** START Selection **

If you use the non-dependently typed parts of ATS it is no more verbose than most ML variants. If you use it without the GC then verbosity increased because you need to add calls to free memory. If you add proofs or dependent types then declaring those adds more. I've used it in moderately sized production programs and it's similar to using OCaml or other ML in terms of productivity. Once you're familiar with the language of course.

If I paraphrase what you said about Haskell it's true for ATS too:

    "but one of the lovely things about ATS is that despite its reputation as a difficult language, once certain key concepts are tackled, it's relatively easy to program rapidly and create real world products (with a considerably higher assurance of correctness than most languages provide)."

The key, like any language, is learning the concepts. I think people assume ATS is more difficult than it is is because much of the documentation and examples for it use a verbose style and heavy proofs. A post I wrote a while back attempts to gently introduce ATS dependent types and you can see that the non-dependently typed examples are very similar to any other ML language:

http://bluishcoder.co.nz/2010/09/01/dependent-types-in-ats.h...

** END Selection **
** START Record extracts **

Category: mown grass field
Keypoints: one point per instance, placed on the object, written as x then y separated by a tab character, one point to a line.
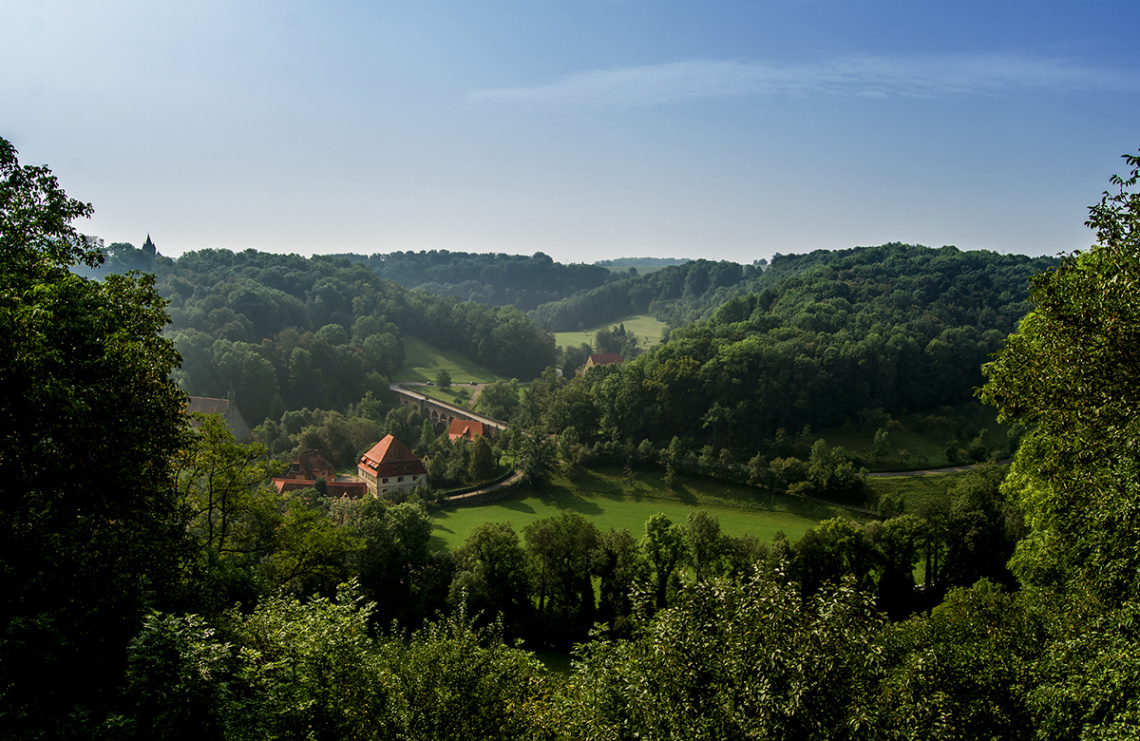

** END Record extracts **
** START Record extracts **

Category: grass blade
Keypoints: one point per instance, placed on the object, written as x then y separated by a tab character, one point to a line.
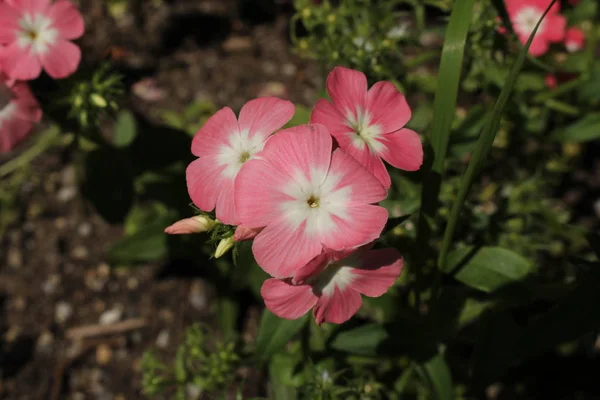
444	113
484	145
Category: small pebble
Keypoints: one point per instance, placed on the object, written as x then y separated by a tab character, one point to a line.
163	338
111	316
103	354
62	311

** END Record extracts **

### Tasks to perform:
[1] Do the following statements agree with the ATS comment? Answer yes or no for each, and quote the words from the comment that decide it.
(a) Using ATS without the GC makes code more verbose.
(b) The writer has used ATS only in small hobby programs.
(c) The writer says much of the ATS documentation uses a verbose style and heavy proofs.
[2] In the ATS comment, rewrite the paragraph beginning "If you use the non-dependently typed parts" more briefly, keeping its main facts.
[3] According to the ATS comment, what does the writer's earlier post attempt to do?

### Answers to each task:
[1]
(a) Yes: "If you use it without the GC then verbosity increased because you need to add calls to free memory."
(b) No: "I've used it in moderately sized production programs"
(c) Yes: "much of the documentation and examples for it use a verbose style and heavy proofs"

[2] ATS used without its dependently typed parts is no more verbose than most ML variants. Going without the GC adds verbosity through calls to free memory, and proofs or dependent types add still more. In moderately sized production programs, the writer found its productivity similar to OCaml or other MLs, once familiar with the language.

[3] It attempts to gently introduce ATS dependent types.